-------- Text provided --------
Last Updated on September 8, 2017 by Red Nomad OZ
Are you ready to return to that magical land of mountains awash with rocks and rainforest; steep passes, plunging waterfalls and patch-worked plains; green and glowing with magnificent sunsets?
What land is this?
It’s Australia’s amazing Scenic Rim Region that I introduced in Part One HERE! Don’t recall? Check it out NOW! I’ll wait …
… OK! You’re back!
So I don’t have to tell you again that the semi-circular Scenic Rim runs along the rugged ranges of the border between Queensland and New South Wales about an hour west of Australia’s far better known east coast hotspots like Byron Bay, the Gold Coast and Surfers Paradise. It’s not that far from Brisbane, either.
And I certainly wouldn’t dream of repeating myself to say it’s quite different to ANY of these – and most other places in Australia as well! SO … if you haven’t already put the Scenic Rim on your ‘MUST SEE’ list, do it NOW!
I’ll wait …
… Oh! You want MORE random adventures?
OK! Read ON!
The Lady of the Lake
Don’t hate me!
I’d spent SO much time using Lake Moogerah as a mere backdrop to (all modesty aside) stunning sunrise (see Part One), lovely landscape (see Flickr) and superb sunset (see below) photos, I hadn’t seen it as an attraction in its own right.
Despite its 8.27 km² surface area!
So on our last day in the Scenic Rim Region, we hired a boat – the same one shamelessly used as a sunset shot prop – from the Lake Moogerah Caravan Park and spent four fun-filled hours exploring the lake.
Reversing the usual vista of the lake from the shore was a master-stroke of staggering genius for both the birdo (Pilchard) and wannabe-photographer (Red) AND a cheap half-day out at only $60! If possible, the landscape – perfect but for the pall of smoke from yet another controlled burn-off – was even MORE sensational than from the shore.
Signs on the shoreline show the height reached by the dam during the rain events and flooding of January, 2011 which also flooded Brisbane. Cruising past the mass concrete double curvature arch dam wall with an ungated spillway that would have been several metres below us during those floods made what we’d seen on TV more real.
As we cruised Lake Moogerah’s long and varied shoreline, the four hours we’d hired the tinnie for disappeared in a flash! Imagine how much MORE time we’d have needed if we’d actually gone fishing instead of indulging in a birding/photographic frenzy?!?
That’s why this lady sees a lot more of THAT lake in her future …
Mt Barney’s Lower Portals
Warnings about unmarked tracks, rockfalls and fitness requirements deterred us from scaling Mt Barney’s 1300+ metre high twin summits. Even the ‘safer’ walks around Mt Barney’s base were still riddled with hazards.
That’s if we could even get there without a 4WD!
-------- Records provided --------
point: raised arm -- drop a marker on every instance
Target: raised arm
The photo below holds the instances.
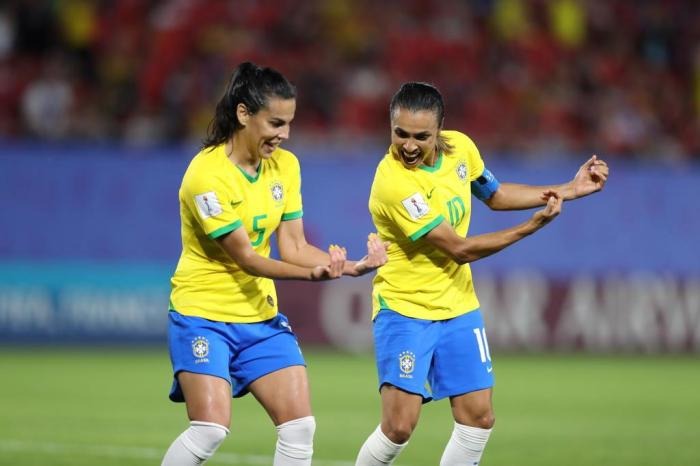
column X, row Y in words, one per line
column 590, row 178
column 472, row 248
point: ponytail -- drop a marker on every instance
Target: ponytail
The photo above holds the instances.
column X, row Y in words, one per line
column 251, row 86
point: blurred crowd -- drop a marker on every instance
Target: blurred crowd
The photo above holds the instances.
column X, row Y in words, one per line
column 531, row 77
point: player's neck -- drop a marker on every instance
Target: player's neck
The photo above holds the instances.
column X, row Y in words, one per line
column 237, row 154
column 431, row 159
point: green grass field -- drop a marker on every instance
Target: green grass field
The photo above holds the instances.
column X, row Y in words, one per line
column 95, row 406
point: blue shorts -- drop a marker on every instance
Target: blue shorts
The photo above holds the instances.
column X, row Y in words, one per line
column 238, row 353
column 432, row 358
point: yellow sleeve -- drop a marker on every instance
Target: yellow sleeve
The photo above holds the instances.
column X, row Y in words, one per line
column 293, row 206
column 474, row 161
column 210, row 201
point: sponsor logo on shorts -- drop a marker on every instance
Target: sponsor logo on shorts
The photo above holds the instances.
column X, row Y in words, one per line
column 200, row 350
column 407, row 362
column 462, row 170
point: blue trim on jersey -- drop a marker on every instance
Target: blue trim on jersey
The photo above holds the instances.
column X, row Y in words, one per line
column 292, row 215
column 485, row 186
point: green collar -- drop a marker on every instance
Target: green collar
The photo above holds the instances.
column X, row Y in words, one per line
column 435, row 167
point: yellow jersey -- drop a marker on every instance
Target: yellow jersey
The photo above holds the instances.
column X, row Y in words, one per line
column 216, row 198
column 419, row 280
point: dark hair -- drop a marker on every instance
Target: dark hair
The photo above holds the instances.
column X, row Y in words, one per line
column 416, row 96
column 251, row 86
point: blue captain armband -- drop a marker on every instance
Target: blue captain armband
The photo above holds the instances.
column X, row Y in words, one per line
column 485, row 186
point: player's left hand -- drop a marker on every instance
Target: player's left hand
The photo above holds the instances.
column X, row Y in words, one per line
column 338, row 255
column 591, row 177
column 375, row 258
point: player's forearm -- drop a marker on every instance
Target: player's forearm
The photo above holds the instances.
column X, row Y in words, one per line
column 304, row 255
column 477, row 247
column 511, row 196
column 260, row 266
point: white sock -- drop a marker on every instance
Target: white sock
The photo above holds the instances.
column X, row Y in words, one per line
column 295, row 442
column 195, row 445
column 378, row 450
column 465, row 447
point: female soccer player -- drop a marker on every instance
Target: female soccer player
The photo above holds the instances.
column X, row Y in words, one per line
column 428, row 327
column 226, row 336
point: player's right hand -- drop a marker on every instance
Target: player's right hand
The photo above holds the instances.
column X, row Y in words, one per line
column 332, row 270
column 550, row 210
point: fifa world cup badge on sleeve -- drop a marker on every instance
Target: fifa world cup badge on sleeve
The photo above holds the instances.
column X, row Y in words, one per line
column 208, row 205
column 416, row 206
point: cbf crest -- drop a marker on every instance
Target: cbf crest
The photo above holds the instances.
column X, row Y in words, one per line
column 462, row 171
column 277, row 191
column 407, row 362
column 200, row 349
--------
-------- Records provided --------
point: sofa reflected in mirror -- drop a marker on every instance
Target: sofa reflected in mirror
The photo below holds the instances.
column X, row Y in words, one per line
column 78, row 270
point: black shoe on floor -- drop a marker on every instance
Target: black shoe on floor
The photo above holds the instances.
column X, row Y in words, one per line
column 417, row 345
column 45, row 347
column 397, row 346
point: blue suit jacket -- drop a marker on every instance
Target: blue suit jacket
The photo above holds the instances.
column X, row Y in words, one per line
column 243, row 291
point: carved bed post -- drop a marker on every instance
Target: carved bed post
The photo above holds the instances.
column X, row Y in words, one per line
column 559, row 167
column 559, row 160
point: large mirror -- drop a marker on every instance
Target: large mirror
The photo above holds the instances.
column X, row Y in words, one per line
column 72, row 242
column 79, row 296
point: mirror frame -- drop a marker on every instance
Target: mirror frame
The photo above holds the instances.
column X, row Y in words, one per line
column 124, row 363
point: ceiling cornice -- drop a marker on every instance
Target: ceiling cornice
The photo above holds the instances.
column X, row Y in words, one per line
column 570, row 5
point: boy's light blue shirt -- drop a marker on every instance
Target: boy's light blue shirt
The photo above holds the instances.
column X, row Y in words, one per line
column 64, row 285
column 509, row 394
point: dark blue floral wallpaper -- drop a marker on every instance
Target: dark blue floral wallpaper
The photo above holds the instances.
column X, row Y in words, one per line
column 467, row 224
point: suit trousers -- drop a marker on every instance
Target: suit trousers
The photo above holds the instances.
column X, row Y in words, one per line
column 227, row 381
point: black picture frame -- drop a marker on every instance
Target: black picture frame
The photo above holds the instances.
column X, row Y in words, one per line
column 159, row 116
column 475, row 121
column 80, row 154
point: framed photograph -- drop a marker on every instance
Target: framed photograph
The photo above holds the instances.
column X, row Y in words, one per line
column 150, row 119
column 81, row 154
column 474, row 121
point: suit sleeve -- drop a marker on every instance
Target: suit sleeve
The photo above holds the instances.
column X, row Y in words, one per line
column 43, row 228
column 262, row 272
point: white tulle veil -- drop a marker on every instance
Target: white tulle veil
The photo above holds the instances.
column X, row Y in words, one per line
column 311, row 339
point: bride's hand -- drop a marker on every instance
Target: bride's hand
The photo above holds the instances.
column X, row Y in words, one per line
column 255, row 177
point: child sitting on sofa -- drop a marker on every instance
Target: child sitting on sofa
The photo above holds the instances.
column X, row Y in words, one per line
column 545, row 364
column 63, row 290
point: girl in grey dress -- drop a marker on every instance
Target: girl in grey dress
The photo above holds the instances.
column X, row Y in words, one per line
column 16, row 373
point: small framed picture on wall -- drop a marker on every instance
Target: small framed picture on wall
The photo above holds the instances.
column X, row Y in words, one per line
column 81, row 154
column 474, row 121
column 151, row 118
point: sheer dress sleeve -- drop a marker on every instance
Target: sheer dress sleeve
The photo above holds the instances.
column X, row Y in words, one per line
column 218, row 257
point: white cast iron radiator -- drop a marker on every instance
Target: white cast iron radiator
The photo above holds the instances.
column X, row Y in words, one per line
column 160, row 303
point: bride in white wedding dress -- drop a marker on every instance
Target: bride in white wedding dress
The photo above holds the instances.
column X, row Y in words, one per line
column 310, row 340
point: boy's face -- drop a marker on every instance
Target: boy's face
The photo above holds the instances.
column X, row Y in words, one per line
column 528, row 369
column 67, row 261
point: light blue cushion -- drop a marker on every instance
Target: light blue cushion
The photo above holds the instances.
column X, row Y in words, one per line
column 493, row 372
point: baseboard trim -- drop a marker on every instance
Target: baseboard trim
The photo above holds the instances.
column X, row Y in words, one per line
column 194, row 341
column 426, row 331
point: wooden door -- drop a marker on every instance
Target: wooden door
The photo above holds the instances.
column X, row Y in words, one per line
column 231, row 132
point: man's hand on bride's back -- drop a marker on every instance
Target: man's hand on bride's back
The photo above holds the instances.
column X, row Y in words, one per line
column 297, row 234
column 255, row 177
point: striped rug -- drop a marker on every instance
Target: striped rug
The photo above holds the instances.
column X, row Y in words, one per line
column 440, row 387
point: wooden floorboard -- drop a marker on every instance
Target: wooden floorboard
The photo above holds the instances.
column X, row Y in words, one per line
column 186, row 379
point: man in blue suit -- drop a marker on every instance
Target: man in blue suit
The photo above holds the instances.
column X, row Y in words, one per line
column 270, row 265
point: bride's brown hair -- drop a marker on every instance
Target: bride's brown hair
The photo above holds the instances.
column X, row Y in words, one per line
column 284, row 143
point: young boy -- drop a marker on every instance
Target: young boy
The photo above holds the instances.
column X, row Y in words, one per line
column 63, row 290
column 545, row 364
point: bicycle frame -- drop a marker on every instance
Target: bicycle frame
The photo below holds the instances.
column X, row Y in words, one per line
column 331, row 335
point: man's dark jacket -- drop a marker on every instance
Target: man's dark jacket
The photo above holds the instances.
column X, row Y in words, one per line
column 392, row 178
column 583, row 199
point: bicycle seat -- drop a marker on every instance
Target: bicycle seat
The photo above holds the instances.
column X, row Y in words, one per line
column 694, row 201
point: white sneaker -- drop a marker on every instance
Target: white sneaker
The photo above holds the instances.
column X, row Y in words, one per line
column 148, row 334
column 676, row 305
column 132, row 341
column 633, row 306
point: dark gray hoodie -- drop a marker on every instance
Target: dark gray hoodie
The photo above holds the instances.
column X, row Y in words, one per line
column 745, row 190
--------
To do:
1. Transcribe the passage of the Scenic Rim travel post between "The Lady of" and "km² surface area!", inclusive.
2. In the Scenic Rim travel post, how much did the half-day boat hire on Lake Moogerah cost?
The records aren't needed for any of this.

Results by task:
1.
The Lady of the Lake
Don’t hate me!
I’d spent SO much time using Lake Moogerah as a mere backdrop to (all modesty aside) stunning sunrise (see Part One), lovely landscape (see Flickr) and superb sunset (see below) photos, I hadn’t seen it as an attraction in its own right.
Despite its 8.27 km² surface area!

2. $60